[Stored entries]
________________________

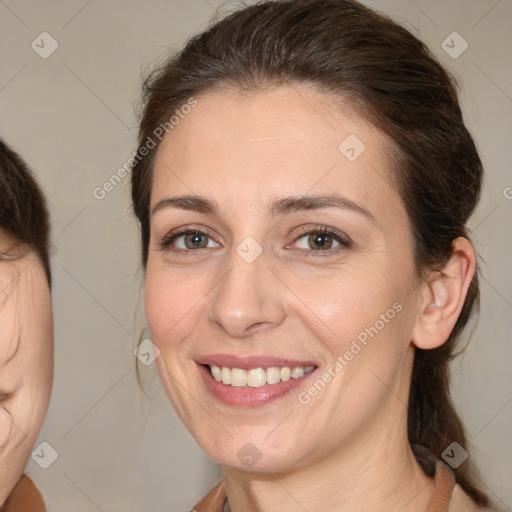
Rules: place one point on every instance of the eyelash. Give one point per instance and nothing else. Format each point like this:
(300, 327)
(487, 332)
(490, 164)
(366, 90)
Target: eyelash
(345, 242)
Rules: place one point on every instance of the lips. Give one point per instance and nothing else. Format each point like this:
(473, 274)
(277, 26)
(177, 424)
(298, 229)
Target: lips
(252, 381)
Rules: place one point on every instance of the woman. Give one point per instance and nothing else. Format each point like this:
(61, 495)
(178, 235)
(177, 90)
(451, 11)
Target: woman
(303, 183)
(26, 337)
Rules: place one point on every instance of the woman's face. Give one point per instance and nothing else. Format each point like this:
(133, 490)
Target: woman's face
(26, 357)
(265, 290)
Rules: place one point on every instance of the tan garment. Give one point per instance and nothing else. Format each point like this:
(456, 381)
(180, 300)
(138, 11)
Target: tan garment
(25, 497)
(215, 500)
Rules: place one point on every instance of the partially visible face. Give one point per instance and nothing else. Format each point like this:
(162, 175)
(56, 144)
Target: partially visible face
(26, 357)
(258, 296)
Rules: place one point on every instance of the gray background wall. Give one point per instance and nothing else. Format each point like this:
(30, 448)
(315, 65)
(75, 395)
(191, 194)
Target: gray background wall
(72, 117)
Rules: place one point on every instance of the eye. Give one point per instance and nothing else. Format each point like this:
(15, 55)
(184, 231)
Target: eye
(322, 239)
(192, 238)
(319, 239)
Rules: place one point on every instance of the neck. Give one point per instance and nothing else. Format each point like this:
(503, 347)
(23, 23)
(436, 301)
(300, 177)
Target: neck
(377, 471)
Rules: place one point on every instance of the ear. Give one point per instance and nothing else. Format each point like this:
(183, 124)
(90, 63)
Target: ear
(443, 296)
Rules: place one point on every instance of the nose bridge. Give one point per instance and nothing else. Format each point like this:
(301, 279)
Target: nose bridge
(247, 294)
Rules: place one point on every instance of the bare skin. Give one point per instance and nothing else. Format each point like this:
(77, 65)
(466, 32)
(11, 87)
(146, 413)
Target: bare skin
(26, 357)
(345, 449)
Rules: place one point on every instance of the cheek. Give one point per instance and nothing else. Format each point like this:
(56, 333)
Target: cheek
(169, 306)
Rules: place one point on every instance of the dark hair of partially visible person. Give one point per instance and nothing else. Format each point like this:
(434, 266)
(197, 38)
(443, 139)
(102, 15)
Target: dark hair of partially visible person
(23, 209)
(363, 59)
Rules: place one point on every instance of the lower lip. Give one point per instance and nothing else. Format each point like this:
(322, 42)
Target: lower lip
(248, 396)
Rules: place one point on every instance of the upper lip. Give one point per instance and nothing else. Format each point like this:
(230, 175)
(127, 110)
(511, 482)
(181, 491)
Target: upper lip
(250, 362)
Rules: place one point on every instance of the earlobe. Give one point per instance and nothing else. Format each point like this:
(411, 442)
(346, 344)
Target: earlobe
(443, 297)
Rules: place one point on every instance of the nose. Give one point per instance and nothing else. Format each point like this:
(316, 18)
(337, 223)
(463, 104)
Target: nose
(248, 298)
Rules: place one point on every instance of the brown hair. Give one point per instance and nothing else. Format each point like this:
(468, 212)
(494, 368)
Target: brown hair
(23, 210)
(394, 81)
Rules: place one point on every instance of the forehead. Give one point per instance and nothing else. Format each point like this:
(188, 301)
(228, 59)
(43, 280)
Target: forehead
(287, 140)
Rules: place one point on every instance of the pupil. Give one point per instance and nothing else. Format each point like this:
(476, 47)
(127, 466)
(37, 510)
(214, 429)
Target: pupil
(320, 240)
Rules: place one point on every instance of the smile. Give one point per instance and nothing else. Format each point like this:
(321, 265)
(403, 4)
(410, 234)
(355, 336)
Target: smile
(257, 377)
(253, 381)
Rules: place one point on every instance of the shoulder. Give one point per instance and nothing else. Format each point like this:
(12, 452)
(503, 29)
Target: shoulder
(25, 497)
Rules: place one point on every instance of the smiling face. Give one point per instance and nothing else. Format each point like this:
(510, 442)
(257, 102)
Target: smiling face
(262, 288)
(26, 357)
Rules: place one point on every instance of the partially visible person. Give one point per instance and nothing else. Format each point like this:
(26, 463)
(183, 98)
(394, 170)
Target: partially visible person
(26, 329)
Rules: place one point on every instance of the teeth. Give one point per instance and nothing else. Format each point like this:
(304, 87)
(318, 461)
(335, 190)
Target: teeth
(238, 377)
(257, 377)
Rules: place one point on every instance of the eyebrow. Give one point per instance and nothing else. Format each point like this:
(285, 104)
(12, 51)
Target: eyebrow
(280, 206)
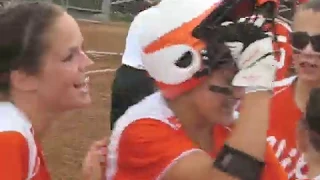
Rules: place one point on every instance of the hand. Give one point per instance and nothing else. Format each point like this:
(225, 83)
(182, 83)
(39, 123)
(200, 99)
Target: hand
(252, 49)
(94, 164)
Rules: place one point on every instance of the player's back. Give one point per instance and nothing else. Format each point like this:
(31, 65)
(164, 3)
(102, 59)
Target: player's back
(148, 139)
(283, 30)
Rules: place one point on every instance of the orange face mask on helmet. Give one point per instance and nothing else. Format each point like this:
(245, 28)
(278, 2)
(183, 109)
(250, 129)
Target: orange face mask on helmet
(172, 42)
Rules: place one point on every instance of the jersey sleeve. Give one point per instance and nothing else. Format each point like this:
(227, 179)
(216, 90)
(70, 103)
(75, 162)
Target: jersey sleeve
(148, 147)
(13, 155)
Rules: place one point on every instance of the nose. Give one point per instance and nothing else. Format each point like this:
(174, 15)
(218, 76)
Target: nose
(238, 92)
(85, 61)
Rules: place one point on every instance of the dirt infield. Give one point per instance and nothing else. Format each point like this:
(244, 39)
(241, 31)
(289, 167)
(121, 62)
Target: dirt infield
(67, 142)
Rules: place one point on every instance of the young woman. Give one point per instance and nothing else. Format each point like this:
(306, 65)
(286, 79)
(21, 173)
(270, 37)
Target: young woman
(289, 102)
(308, 136)
(42, 74)
(174, 134)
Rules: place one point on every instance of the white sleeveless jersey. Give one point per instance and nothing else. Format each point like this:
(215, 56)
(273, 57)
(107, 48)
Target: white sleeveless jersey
(12, 119)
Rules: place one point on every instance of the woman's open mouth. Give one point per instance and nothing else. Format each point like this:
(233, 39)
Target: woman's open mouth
(83, 85)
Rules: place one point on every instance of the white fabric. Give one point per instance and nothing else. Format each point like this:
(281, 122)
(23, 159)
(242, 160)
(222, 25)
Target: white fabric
(133, 49)
(165, 18)
(13, 120)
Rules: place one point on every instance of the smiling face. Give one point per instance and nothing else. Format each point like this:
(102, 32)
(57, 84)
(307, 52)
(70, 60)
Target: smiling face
(61, 82)
(307, 60)
(217, 107)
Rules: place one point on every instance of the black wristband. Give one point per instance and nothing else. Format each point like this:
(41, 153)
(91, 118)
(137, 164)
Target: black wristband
(238, 164)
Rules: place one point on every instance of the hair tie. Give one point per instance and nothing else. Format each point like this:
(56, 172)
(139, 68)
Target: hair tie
(4, 77)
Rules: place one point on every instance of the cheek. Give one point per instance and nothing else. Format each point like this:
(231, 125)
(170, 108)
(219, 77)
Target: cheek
(57, 83)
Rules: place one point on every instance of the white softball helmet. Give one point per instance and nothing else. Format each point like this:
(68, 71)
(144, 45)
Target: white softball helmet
(171, 54)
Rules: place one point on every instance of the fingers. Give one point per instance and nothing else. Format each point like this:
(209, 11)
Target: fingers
(100, 144)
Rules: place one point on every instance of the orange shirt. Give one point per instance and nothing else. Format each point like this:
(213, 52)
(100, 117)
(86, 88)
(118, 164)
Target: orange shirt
(282, 132)
(21, 157)
(148, 139)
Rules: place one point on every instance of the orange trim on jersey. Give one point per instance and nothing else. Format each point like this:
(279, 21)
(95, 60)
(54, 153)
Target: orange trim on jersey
(14, 155)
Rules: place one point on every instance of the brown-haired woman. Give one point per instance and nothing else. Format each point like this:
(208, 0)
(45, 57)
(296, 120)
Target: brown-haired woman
(42, 74)
(289, 103)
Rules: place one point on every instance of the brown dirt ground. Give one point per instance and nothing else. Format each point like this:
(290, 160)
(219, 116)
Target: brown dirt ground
(66, 143)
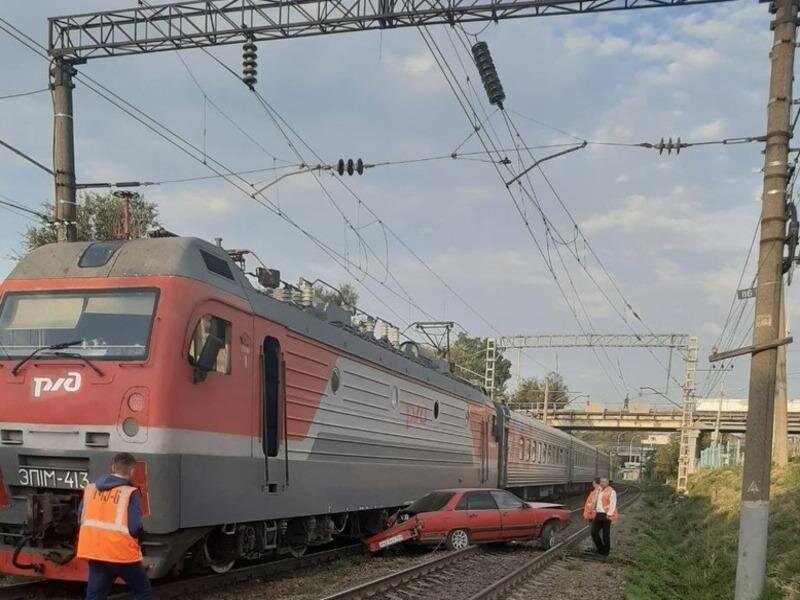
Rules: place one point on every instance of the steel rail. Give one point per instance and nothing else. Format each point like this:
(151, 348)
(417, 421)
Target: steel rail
(28, 589)
(393, 580)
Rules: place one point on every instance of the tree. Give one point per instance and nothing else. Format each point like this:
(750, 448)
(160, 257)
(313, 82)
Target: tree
(99, 217)
(348, 295)
(529, 394)
(468, 360)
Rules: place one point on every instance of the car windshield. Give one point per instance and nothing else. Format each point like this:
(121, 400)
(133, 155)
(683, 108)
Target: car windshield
(108, 325)
(429, 503)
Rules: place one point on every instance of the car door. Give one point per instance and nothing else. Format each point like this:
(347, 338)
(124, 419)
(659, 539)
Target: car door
(517, 518)
(481, 516)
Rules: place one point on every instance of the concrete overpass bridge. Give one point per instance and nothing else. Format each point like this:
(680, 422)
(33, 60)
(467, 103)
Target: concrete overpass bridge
(730, 421)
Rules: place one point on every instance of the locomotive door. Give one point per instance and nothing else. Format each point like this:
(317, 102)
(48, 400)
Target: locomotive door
(273, 416)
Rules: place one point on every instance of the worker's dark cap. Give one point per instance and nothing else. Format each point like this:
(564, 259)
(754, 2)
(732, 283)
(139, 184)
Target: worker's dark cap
(124, 459)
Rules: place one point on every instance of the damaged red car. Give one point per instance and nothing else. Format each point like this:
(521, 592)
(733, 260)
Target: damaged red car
(460, 517)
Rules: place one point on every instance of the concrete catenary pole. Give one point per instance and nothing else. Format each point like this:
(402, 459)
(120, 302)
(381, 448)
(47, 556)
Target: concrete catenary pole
(546, 397)
(64, 150)
(752, 558)
(780, 430)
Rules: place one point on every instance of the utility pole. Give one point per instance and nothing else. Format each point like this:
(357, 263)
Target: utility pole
(752, 558)
(780, 430)
(546, 398)
(64, 149)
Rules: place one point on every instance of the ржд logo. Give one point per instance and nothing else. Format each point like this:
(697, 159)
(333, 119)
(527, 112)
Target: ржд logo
(42, 385)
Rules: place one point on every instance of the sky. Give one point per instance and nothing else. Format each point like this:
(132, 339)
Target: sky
(672, 232)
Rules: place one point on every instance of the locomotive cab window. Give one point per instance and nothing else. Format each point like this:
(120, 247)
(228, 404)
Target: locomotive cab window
(98, 325)
(211, 327)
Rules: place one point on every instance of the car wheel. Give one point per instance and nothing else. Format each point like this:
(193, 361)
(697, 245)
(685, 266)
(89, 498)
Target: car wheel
(458, 539)
(548, 537)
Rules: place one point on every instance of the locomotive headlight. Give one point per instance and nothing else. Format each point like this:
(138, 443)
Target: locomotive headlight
(130, 427)
(136, 402)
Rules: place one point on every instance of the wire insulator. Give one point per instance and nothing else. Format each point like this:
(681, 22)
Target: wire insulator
(249, 63)
(488, 73)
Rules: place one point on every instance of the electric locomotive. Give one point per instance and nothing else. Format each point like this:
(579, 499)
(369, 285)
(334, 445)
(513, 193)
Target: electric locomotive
(264, 423)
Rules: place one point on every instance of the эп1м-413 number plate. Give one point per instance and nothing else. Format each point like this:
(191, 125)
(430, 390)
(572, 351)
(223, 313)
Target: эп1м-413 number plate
(70, 479)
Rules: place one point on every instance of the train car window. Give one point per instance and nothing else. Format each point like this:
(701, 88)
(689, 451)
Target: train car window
(479, 501)
(272, 394)
(211, 325)
(217, 265)
(506, 500)
(98, 253)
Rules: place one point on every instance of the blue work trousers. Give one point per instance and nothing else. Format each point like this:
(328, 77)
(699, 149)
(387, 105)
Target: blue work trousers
(103, 574)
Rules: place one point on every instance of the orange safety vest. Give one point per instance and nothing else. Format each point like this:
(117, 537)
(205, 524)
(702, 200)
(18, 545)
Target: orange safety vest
(589, 513)
(104, 531)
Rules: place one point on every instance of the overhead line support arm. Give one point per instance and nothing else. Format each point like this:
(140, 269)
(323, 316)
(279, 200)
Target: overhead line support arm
(203, 23)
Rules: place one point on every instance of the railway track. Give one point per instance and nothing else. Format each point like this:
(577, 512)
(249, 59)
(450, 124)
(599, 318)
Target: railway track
(192, 586)
(40, 588)
(188, 587)
(475, 573)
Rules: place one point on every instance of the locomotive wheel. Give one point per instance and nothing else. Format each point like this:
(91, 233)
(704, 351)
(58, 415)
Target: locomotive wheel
(458, 539)
(217, 566)
(548, 538)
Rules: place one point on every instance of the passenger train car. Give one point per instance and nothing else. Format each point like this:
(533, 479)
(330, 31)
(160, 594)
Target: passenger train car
(263, 426)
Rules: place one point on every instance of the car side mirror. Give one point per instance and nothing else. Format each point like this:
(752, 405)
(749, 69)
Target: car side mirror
(208, 358)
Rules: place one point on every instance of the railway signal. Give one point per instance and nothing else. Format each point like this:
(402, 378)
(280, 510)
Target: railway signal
(249, 63)
(350, 166)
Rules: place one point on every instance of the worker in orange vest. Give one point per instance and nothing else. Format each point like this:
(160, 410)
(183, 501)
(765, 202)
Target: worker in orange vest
(111, 531)
(601, 510)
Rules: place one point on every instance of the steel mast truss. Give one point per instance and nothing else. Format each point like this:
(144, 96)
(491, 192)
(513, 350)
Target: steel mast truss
(687, 345)
(202, 23)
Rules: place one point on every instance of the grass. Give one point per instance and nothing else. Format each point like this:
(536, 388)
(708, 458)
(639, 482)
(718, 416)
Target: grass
(688, 547)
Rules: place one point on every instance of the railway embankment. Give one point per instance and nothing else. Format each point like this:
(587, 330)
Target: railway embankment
(687, 547)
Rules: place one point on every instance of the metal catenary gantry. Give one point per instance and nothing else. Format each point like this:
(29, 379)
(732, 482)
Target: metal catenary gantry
(154, 28)
(684, 343)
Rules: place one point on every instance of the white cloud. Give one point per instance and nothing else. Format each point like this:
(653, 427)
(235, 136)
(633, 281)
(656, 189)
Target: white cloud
(642, 215)
(708, 131)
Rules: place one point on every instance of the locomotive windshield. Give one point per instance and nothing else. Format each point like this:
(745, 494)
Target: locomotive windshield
(109, 325)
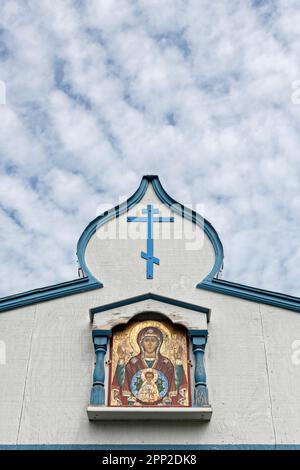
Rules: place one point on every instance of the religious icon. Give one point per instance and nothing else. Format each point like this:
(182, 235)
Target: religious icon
(149, 366)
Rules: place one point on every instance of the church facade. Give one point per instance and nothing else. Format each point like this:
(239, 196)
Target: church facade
(150, 347)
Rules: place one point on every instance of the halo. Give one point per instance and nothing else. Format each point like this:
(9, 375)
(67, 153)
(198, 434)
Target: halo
(138, 326)
(152, 371)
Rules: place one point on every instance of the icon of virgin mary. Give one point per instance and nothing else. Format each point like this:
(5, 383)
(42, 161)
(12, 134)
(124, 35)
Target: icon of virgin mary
(149, 378)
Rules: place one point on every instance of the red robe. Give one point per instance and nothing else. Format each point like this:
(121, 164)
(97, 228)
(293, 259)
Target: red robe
(162, 364)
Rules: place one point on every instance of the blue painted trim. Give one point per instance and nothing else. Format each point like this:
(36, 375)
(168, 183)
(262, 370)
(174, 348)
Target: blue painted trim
(254, 294)
(43, 294)
(76, 286)
(103, 219)
(196, 219)
(196, 333)
(149, 295)
(97, 333)
(150, 447)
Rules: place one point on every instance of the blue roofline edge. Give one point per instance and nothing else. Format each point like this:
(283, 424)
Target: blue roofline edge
(210, 283)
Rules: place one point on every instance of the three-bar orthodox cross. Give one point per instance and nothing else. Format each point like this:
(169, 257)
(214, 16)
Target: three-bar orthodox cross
(149, 256)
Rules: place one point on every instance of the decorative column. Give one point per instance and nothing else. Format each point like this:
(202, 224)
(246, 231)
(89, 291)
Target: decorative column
(98, 390)
(200, 392)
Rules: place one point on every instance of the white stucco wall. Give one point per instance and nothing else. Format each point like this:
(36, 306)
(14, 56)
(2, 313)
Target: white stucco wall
(45, 385)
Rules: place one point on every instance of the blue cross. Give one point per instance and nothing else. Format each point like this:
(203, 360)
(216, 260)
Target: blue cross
(149, 256)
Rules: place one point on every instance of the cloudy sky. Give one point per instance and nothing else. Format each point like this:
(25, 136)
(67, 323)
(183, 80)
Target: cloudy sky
(98, 93)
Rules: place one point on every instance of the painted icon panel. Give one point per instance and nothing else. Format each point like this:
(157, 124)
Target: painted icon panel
(149, 365)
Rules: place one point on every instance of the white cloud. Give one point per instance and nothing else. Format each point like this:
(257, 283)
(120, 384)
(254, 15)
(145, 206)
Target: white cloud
(101, 92)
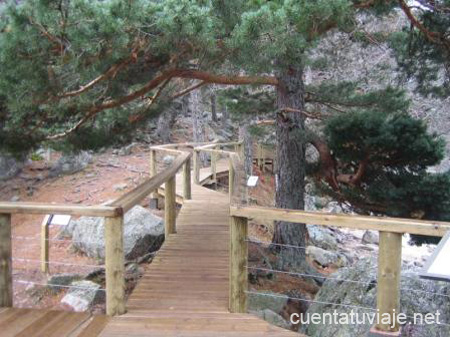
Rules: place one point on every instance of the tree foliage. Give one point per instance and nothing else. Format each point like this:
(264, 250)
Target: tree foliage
(423, 48)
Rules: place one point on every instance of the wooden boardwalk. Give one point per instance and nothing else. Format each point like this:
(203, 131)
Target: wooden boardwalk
(183, 293)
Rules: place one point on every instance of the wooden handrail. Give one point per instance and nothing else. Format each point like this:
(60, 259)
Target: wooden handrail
(383, 224)
(42, 208)
(132, 198)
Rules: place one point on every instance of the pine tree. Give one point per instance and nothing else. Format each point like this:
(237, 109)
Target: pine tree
(78, 69)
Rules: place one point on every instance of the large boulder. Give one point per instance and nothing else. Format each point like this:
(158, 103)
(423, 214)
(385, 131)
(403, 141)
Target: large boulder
(143, 233)
(59, 282)
(70, 164)
(267, 300)
(272, 317)
(83, 295)
(9, 167)
(417, 296)
(326, 258)
(323, 237)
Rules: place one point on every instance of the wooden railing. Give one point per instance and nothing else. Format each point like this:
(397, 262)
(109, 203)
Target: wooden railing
(390, 244)
(114, 217)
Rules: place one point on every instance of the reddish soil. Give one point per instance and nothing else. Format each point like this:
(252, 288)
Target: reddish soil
(94, 185)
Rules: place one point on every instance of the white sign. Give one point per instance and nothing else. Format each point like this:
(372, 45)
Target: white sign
(252, 181)
(57, 219)
(438, 267)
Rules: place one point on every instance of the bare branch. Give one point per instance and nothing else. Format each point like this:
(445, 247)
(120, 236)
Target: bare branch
(188, 90)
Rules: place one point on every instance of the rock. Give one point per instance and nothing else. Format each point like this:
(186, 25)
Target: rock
(64, 279)
(120, 187)
(310, 203)
(326, 258)
(272, 317)
(333, 207)
(127, 150)
(70, 164)
(83, 296)
(322, 237)
(364, 295)
(272, 301)
(143, 233)
(371, 237)
(9, 167)
(168, 160)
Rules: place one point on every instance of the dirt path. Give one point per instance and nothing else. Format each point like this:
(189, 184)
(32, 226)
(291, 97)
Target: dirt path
(106, 178)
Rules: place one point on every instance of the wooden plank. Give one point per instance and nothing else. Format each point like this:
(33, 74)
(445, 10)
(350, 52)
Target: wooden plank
(132, 198)
(389, 274)
(170, 207)
(196, 167)
(115, 266)
(153, 172)
(6, 292)
(238, 264)
(42, 208)
(394, 225)
(187, 190)
(45, 249)
(95, 327)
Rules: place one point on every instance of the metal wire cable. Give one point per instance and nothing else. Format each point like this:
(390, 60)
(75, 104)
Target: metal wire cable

________________________

◆ Problem ◆
Scan the records for the string "cable" and show every line that contains it.

◆ Expected answer ◆
Rules: place one point on every instance of the metal wire cable. Give one point per instance and nothing else. Format each point like this:
Target: metal wire cable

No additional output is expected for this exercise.